> Task requirements: In the text on China's economic growth, what name do some give to the fear that Chinese growth will stall and decline?

━━━ Text shown

I've been waiting for China's stunning economic growth rates to grind to a (relative) halt since I've been blogging. But China has defied my assumption of pending failures. Perhaps I haven't been so much wrong about the event as wrong about how long it would take such a large place as China to change direction.

I admit it, I'm a sucker for for news like this:

Many people in the financial community, both in and outside China, fear that Chinese economic growth is not just slowing down but about to stall and quite possibly go into decline. Some call it the Japan Syndrome because the current Chinese situation is similar to Japan’s in the 1990s. Both China and Japan experienced explosive GDP growth for decades mainly because of highly efficient export industries. But there was something else going on in both countries that got less attention internationally; a lot of that GDP growth was sustained by massive internal spending on construction (of infrastructure, housing and all sorts of stuff both countries lacked before their spectacular economic boom). Eventually there was no more need for massive construction efforts but in both cases the government realized that it would have a lot of unemployed people if the construction effort was cut back as much as reality required. So a lot of money was borrowed until the banks got into trouble and threatened to trigger an economic depression. This forced the Japanese to make a lot of adjustments and while Japan escaped economic disaster, for over two decades Japanese economic growth has been stalled.

Now China is headed in the same direction. While Japan was able to avert economic and political disaster when faced with this problem, there is some doubt about China. That’s because Japan was a democracy while going through all this and angry Japanese could, and did, vote out of office politicians seen as responsible for the mess. China is not a democracy and Chinese leaders understand that because of that they could get a rebellion rather than unfavorable election results if there were too many people unemployed.

The danger, of course, is that Chinese leaders will seek a foreign threat to rally their people and maintain power in the face of economic crisis that angers their people.

Japan did not do that, but they have democracy and a view of the world that separates domestic and foreign policy.

China's communist rulers unfortunately see threats to their rule as a continuum of problems from local riots to a superpower hegemon standing in their way.

I may have been right all along but just failed to appreciate how long forces leading to an economic correction would take in a country as immense as China.

━━━━━━
━━━ Given entries

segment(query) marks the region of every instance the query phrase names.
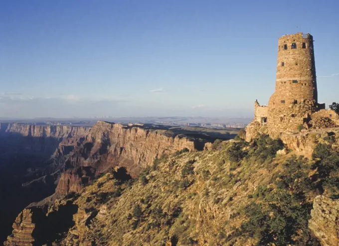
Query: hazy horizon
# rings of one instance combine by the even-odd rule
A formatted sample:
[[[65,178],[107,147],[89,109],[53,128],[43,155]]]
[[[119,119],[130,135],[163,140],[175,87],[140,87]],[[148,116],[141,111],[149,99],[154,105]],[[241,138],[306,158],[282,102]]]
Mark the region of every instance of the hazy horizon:
[[[278,38],[298,32],[314,36],[328,107],[339,100],[338,9],[335,0],[2,1],[0,117],[251,117],[274,92]]]

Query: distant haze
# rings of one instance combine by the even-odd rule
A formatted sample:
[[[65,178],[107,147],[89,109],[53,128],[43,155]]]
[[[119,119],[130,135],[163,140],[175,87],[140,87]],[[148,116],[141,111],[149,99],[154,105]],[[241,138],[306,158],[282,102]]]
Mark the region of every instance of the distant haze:
[[[0,117],[251,117],[278,38],[315,40],[319,101],[339,101],[339,1],[1,1]]]

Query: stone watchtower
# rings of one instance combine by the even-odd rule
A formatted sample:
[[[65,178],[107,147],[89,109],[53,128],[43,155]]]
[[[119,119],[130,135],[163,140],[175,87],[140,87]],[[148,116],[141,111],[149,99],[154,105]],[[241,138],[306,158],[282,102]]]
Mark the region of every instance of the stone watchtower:
[[[313,37],[302,32],[285,35],[278,42],[275,92],[268,106],[256,101],[254,119],[246,128],[246,138],[258,132],[278,136],[296,131],[300,125],[308,127],[311,115],[325,107],[318,103]],[[332,117],[332,112],[328,113]]]
[[[299,32],[278,42],[275,91],[268,103],[267,124],[277,132],[297,130],[318,104],[313,37]]]

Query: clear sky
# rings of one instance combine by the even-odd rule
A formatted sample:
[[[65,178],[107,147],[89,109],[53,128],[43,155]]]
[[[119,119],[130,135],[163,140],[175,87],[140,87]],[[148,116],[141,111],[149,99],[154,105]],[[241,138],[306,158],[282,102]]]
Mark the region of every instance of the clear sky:
[[[0,117],[251,117],[300,31],[339,101],[338,0],[0,0]]]

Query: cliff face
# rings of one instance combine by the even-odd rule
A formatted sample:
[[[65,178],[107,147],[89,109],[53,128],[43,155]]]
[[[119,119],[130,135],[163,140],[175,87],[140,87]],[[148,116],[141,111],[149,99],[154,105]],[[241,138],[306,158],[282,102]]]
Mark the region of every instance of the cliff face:
[[[339,200],[316,197],[309,227],[323,246],[339,245]]]
[[[70,152],[64,169],[78,170],[77,169],[80,167],[90,166],[97,174],[109,168],[124,167],[135,176],[142,168],[153,165],[156,158],[163,154],[172,153],[185,148],[194,151],[197,150],[198,145],[196,141],[170,131],[99,121],[84,142]],[[84,181],[91,179],[91,172],[81,175],[79,173],[78,171],[73,170],[63,174],[56,192],[64,194],[78,191]]]
[[[0,123],[0,244],[20,211],[54,192],[62,155],[90,129]]]

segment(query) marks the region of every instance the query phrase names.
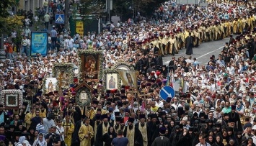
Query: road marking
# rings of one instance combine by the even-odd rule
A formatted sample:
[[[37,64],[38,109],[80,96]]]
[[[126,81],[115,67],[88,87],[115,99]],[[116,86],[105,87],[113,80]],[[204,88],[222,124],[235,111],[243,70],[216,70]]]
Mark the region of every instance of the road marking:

━━━━━━

> Answer to this exercise: The Japan Syndrome.